→ Supplied information
════════

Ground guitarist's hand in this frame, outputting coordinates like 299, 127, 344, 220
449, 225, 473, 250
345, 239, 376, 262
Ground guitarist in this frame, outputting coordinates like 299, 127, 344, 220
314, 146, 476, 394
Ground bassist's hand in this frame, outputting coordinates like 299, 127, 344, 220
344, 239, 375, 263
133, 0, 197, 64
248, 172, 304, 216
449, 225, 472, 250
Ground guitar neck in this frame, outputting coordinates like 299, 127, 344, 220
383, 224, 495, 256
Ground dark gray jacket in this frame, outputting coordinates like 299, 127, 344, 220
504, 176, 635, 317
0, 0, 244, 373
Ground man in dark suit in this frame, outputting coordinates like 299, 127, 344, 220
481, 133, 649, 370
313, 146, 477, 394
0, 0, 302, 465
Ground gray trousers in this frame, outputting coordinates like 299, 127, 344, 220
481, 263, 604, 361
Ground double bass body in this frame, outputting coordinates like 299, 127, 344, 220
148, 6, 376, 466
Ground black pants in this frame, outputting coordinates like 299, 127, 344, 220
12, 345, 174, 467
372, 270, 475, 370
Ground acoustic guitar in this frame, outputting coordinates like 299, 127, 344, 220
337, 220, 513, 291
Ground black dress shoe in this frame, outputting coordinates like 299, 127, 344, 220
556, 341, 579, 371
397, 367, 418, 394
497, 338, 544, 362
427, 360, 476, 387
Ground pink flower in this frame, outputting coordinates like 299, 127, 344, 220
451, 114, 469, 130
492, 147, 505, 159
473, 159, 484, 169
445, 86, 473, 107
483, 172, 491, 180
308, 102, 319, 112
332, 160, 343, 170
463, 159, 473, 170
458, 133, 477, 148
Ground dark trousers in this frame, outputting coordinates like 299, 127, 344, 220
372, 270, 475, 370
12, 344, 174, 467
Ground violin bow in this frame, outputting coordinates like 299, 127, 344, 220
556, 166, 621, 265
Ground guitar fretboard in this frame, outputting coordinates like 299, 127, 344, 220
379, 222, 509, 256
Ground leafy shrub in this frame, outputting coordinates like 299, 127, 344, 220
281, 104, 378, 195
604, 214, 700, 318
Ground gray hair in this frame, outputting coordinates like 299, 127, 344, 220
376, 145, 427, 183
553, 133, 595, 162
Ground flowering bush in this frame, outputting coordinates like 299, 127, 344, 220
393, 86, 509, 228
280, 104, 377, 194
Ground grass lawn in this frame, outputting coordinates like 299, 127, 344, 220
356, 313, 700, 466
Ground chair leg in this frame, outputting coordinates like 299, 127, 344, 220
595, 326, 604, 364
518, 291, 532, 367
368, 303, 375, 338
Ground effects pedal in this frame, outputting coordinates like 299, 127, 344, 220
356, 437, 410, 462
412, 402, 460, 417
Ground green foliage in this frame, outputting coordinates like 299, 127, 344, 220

════════

→ Action item
Go through the entries above and restate each one exactly.

→ Answer for this exercise
Ground guitarist's hand in this frame, outputting coordinates like 299, 127, 344, 220
449, 225, 473, 250
345, 239, 376, 262
Ground guitarist in this frame, outputting coordinates like 299, 127, 344, 220
314, 146, 476, 394
Ground bassist's hand in this frame, outputting coordinates like 299, 127, 344, 220
344, 239, 375, 263
133, 0, 197, 64
248, 172, 304, 216
449, 225, 472, 250
Ground guitar neck in this frame, outputting coordinates like 299, 127, 344, 220
383, 224, 495, 256
Ground dark gray jacket in this frame, outputting coordinates like 299, 127, 344, 220
504, 176, 635, 317
0, 0, 244, 373
Ground man in dark suit in this frame, outputting coordinates like 299, 127, 344, 220
481, 133, 649, 370
313, 146, 477, 394
0, 0, 302, 465
Ground gray trousers in this frame, outputting coordinates like 299, 127, 344, 220
481, 263, 604, 361
Ground double bass body in this frame, outputting coordinates like 299, 127, 344, 220
148, 6, 376, 466
Ground black pants in this frame, outputting coordinates like 299, 127, 344, 220
12, 345, 174, 467
372, 270, 475, 370
Ground acoustic guitar in this frame, outputting coordinates like 299, 127, 344, 220
337, 220, 513, 291
Ground black dress shoe in this frame, outputting coordinates like 299, 127, 344, 220
556, 341, 579, 371
397, 367, 418, 394
497, 338, 544, 362
427, 360, 476, 387
Ground pink flower in this frame, outputting coordinates like 299, 127, 344, 220
451, 114, 469, 130
492, 147, 505, 159
473, 159, 484, 169
445, 86, 473, 107
483, 172, 491, 180
308, 102, 319, 112
332, 160, 343, 170
463, 159, 473, 170
458, 133, 477, 148
Ground dark trousers in this frame, outputting coordinates like 299, 127, 344, 220
372, 270, 475, 370
12, 344, 174, 467
Ground violin bow in this frame, outputting coordinates like 299, 127, 344, 220
556, 166, 621, 265
Ground guitar fretboard in this frame, outputting coordinates like 299, 127, 344, 220
379, 222, 509, 256
Ground leafy shrub in this frame, outputting coordinates like 299, 127, 344, 220
281, 104, 378, 195
604, 214, 700, 318
Ground gray hair in this frame, outputting coordinates like 299, 127, 344, 220
376, 145, 427, 183
553, 133, 595, 162
Ground flowering bush in this frame, outputting coordinates like 299, 127, 344, 220
393, 86, 509, 228
280, 104, 377, 194
Ground grass lawn in this frame, outputting coordinates like 299, 127, 344, 220
356, 313, 700, 466
Ground chair leg in this frame, outputting coordinates like 299, 127, 344, 220
595, 326, 604, 364
518, 291, 532, 367
368, 303, 375, 338
Ground effects pedal in this frame, outputting coordinates like 299, 127, 344, 220
356, 437, 410, 462
412, 402, 460, 417
Ground green foliage in this frame, outputting coordinates like 299, 127, 344, 220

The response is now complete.